INSTRUCTIONS TO FOLLOW. Count the lines in the entries below that contain the string "backpack" and reply with only that number.

## Start SOURCE RECORDS

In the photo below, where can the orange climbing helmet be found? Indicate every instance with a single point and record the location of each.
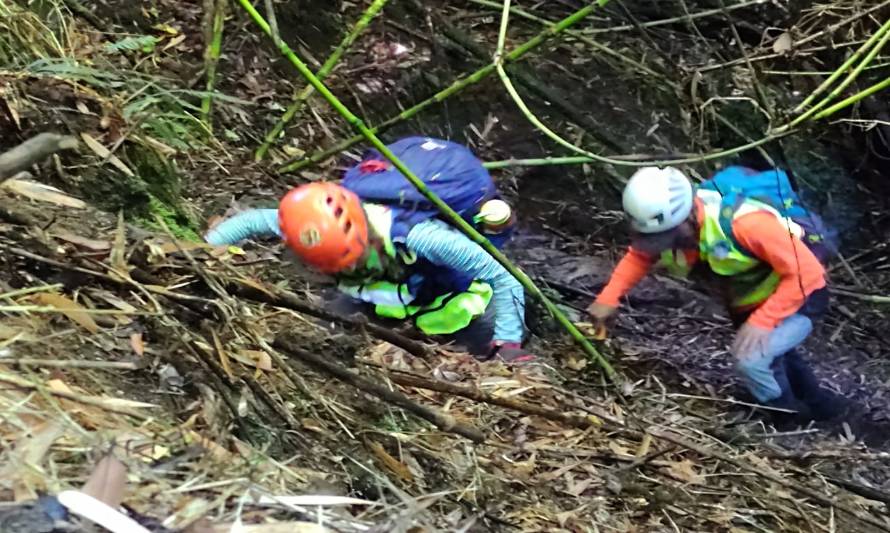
(325, 225)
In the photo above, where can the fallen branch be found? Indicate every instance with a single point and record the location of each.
(441, 420)
(472, 393)
(775, 478)
(33, 151)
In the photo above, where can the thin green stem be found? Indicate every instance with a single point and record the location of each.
(853, 99)
(580, 36)
(843, 68)
(458, 85)
(844, 84)
(449, 213)
(211, 62)
(300, 98)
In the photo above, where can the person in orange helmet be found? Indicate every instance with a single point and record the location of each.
(388, 248)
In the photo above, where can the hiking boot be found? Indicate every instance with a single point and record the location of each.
(823, 404)
(800, 412)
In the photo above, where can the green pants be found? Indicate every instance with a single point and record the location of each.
(446, 314)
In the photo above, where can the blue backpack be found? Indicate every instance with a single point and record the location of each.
(772, 187)
(448, 169)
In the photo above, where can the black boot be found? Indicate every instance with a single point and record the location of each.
(823, 403)
(801, 412)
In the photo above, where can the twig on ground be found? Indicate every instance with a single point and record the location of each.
(441, 420)
(472, 393)
(775, 478)
(74, 363)
(289, 300)
(108, 404)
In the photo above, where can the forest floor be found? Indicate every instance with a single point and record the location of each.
(203, 389)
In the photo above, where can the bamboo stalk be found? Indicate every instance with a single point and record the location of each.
(449, 213)
(443, 421)
(456, 87)
(843, 68)
(211, 59)
(853, 99)
(580, 36)
(884, 36)
(300, 98)
(590, 156)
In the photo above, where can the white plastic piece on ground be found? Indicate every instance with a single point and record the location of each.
(94, 510)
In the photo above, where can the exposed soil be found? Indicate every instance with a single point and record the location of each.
(218, 428)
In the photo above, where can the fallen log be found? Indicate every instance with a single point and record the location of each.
(33, 151)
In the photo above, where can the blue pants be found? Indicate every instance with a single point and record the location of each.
(760, 373)
(763, 375)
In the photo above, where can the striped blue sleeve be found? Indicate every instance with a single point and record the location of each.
(443, 245)
(245, 225)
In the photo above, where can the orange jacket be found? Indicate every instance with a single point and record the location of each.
(763, 235)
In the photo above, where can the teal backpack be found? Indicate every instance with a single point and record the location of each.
(772, 187)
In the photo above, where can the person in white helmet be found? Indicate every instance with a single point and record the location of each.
(773, 283)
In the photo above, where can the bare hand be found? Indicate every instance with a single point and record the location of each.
(750, 342)
(600, 313)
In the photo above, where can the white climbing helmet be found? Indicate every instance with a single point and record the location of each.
(657, 199)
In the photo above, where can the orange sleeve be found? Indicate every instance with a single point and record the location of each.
(800, 271)
(628, 272)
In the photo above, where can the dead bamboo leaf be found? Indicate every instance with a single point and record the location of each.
(255, 358)
(256, 285)
(71, 309)
(645, 444)
(23, 470)
(685, 471)
(107, 481)
(105, 154)
(783, 44)
(391, 463)
(276, 527)
(83, 242)
(172, 247)
(137, 344)
(223, 356)
(40, 192)
(119, 249)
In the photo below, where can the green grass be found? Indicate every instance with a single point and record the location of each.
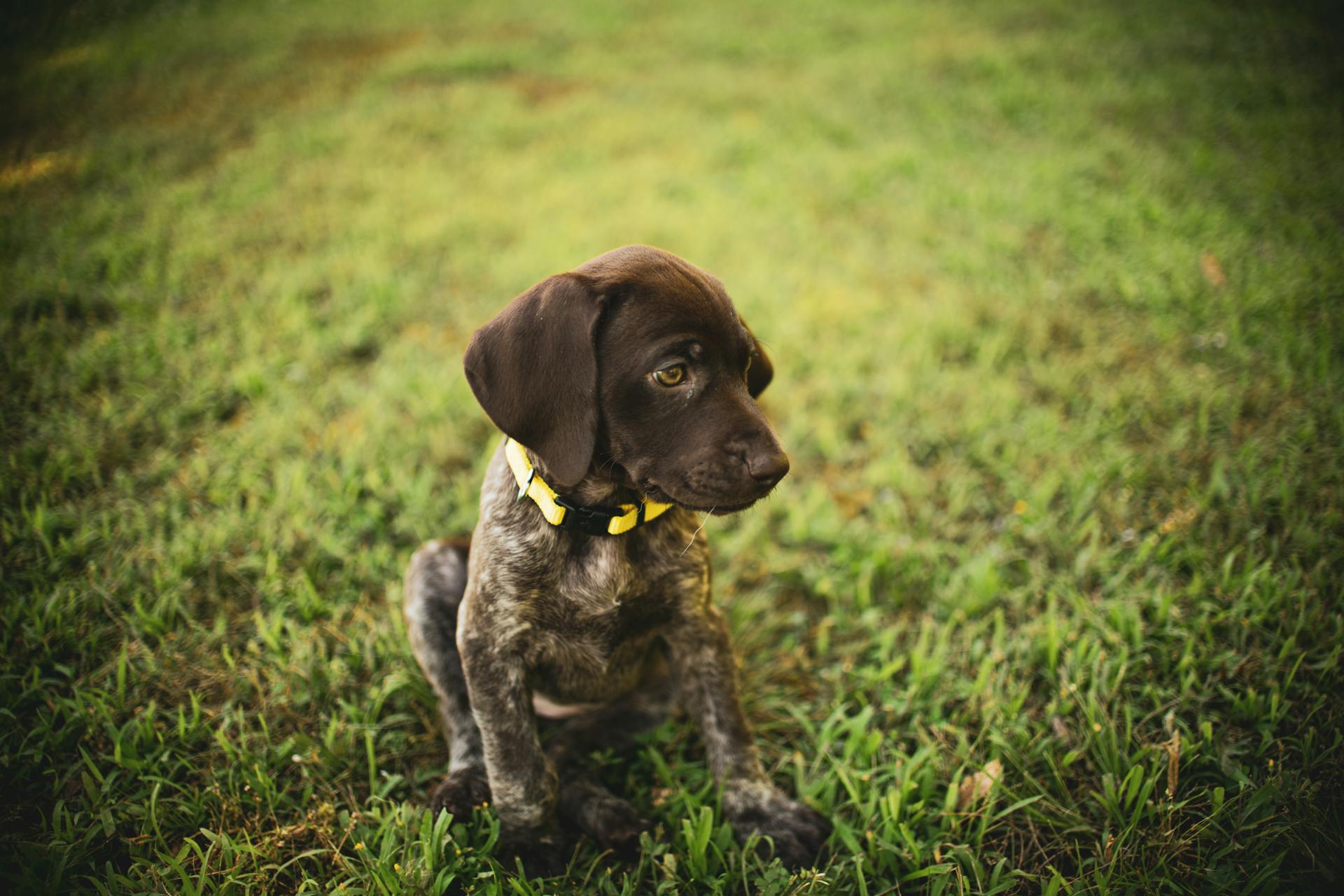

## End SOURCE RECORDS

RIGHT ANSWER. 2